» **Langkah Kerja**:
A – Tulis ulang bagian artikel tentang Gus Muwafiq dari "Sen, 31 Agustus" sampai "mengesampingkan keberadaan mazhab.", dengan mengganti "mazhab" menjadi "madzhab".
B – Menurut artikel tentang Gus Muwafiq, di acara apa ia menyemarakkan ceramah agama?
C – Sambung artikel tentang peringatan Gus Muwafiq mulai dari kalimat terakhirnya.

Daerah

Gus Muwafiq Ingatkan Bahaya Gerakan 'Kembali ke Al-Qur'an-Hadits Saja'

Sen, 31 Agustus 2020 | 06:30 WIB

Gus Muwafiq Ingatkan Bahaya Gerakan 'Kembali ke Al-Qur'an-Hadits Saja'

KH Ahmad Muwafiq (Gus Muwafiq) menyemarakkan ceramah agama di peluncuran Kiai Wahab Chasbullah Foundation. (Foto: Istimewa)

Jombang, NU Online 
Tokoh muda Nahdlatul Ulama (NU), KH A Muwafiq (Gus Muwafiq) mengingatkan bahayanya kelompok yang ingin kembali ke masa lalu (zaman Nabi) dengan dalih kembali ke Al-Qur'an-Hadits dan mengesampingkan keberadaan mazhab.

» **Cuplikan Data**:
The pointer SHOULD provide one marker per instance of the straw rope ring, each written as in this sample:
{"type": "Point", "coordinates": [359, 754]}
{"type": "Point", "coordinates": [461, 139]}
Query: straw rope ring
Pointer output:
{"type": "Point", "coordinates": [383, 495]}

» **Hasil Pengerjaan**:
A –
Sen, 31 Agustus 2020 | 06:30 WIB

Gus Muwafiq Ingatkan Bahaya Gerakan 'Kembali ke Al-Qur'an-Hadits Saja'

KH Ahmad Muwafiq (Gus Muwafiq) menyemarakkan ceramah agama di peluncuran Kiai Wahab Chasbullah Foundation. (Foto: Istimewa)

Jombang, NU Online 
Tokoh muda Nahdlatul Ulama (NU), KH A Muwafiq (Gus Muwafiq) mengingatkan bahayanya kelompok yang ingin kembali ke masa lalu (zaman Nabi) dengan dalih kembali ke Al-Qur'an-Hadits dan mengesampingkan keberadaan madzhab.

B – Di peluncuran Kiai Wahab Chasbullah Foundation.

C –
"Ada sebagian umat Islam yang ingin kembali ke asal, zaman rasul yaitu Al-Qur'an-Hadits, secara teori ini akan ada benturan keras. Karena menentang sistem beragama mayoritas Islam Indonesia," katanya saat hadir di Launching Kiai Wahab Chasbullah Foundation, Ahad (30/8) malam di Ndalem Kasepuhan Kiai Wahab Chasbullah, Tambakberas, Kabupaten Jombang, Jawa Timur.
 
Menurut Gus Muwafiq, kelompok Islam model begitu membuat keindahan Islam rahmatal lil alamin jadi bermsalah. Hanya karena ada orang orang balik arah ke zaman dulu. 
 
Dai asal Jogjakarta ini menduga kelompok yang demikian kemungkinan karena kurang sangu (bekal) ilmu agama dan takut akan perjalanan panjang di masa depan. Sebab tak paham maqashidus syariah.
 
"Mundur tidak ada masalah kalau tahu jalan dan maqosidul syariah. Piagam madinah adalah fondasi yang dibangun Nabi dalam berinteraksi sesama manusia. Kita rasakan hari ini di Indonesia kebebasan beragam," ujarnya.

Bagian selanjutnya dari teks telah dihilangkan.